(Given instruction): The text about the "Bong Hits 4 Jesus" case names four classic categories of conservatives who aren't amused by the phrase. List all four.

(Reading text):
— Start —
The "Bong Hits 4 Jesus" case.

Everyone's going to want to talk about the new Supreme Court case, because it's amusing to say "Bong Hits 4 Jesus." Oh, maybe not everyone. It must deeply pain some people to say or hear the words "Bong Hits 4 Jesus," and it troubles them all the more that some otherwise halfway respectable folks think it's amusing to say "Bong Hits 4 Jesus." Some of them will be upset by the "Bong Hits" part. Drug use is not funny. Some will be upset by the word "Jesus." Sacrilege! And some -- you know the type -- experience "4" for "for" as if they were hearing fingernails on the blackboard.

Indeed, the phrase "Bong Hits 4 Jesus" is a good test of human sensitivity: The unamused folk represent four classic categories of conservatives. There are two types who who bridle at "Bong Hits": 1. people who want to control the manner and extent to which other people have fun and 2. people who are dedicated to the proposition that the law -- whatever it is -- must be followed. Those who don't like the use of "Jesus" are the sort who hear blasphemy in every "Omigod." Their minds don't go to a fun place when you quote words that are to you mere foolery. And then there are the pedants and spelling sticklers who are on guard about the degradation of language. What with Prince and text messaging and who knows what else, our language is under attack.

So now we have this phrase -- Bong Hits 4 Jesus! -- which enters the lofty annals of First Amendment law. Maybe it goes at the top of the list -- ousting "F**k the draft" -- of great phrases in the history of free speech litigation.

And how cool it is now to be Joseph Frederick, the student who got suspended from high school after he unfurled a 20-foot banner as the Olympic Torch Relay that passed through Juneau in 2002. (He displayed his words on the public street, not at school. The students had been released from school to go watch the spectacle.) Whether he wins or loses his case -- he sued the principal, Deborah Morse, for damages -- his name and his gloriously silly phrase will be inscribed in the constitutional case law forever. Some day he'll go to law school, I bet, and everyone will point and stare. He'll be a big law celebrity: It's the Bong Hits 4 Jesus guy!
— End —
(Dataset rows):
— Start —
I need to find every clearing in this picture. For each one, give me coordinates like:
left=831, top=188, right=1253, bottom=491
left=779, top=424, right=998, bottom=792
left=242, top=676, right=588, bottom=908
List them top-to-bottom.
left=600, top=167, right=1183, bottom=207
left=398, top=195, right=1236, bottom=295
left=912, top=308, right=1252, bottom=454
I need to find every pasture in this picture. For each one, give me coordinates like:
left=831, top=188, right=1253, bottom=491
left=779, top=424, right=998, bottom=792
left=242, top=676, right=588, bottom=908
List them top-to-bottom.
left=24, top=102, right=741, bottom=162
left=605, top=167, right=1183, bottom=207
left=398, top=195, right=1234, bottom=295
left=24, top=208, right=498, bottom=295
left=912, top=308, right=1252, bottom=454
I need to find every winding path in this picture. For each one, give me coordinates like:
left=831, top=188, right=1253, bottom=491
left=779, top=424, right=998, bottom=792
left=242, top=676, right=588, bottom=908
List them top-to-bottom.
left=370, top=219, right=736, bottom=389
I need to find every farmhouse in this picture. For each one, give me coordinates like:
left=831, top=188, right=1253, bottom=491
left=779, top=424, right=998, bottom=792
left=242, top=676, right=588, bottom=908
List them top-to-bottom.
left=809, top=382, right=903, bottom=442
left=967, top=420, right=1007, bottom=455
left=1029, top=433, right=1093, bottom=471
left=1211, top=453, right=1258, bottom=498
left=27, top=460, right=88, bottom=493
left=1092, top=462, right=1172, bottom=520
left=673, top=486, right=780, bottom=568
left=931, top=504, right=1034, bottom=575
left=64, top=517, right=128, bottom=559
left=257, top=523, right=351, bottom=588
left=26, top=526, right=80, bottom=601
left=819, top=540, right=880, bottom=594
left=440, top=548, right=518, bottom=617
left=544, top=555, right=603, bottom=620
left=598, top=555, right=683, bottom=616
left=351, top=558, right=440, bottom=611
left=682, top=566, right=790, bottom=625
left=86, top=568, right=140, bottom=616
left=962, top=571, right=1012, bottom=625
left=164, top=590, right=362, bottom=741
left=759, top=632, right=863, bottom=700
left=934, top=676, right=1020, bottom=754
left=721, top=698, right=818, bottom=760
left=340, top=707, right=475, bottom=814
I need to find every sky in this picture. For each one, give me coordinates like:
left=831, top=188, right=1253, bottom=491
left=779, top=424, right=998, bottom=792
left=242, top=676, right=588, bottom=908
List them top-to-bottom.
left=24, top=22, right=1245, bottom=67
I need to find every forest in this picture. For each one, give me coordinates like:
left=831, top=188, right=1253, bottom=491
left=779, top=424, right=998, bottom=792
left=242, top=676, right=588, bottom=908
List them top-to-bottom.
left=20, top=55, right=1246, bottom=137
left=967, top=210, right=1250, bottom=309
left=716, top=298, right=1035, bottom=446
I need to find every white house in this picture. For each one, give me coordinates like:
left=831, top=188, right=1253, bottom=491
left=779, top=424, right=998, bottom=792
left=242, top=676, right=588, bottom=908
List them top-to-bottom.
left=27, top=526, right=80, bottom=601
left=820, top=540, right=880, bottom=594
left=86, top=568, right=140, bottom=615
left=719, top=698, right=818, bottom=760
— End —
(Complete response):
1. People who want to control the manner and extent to which other people have fun
2. People who are dedicated to the proposition that the law, whatever it is, must be followed
3. Those who don't like the use of "Jesus," the sort who hear blasphemy in every "Omigod"
4. The pedants and spelling sticklers who are on guard about the degradation of language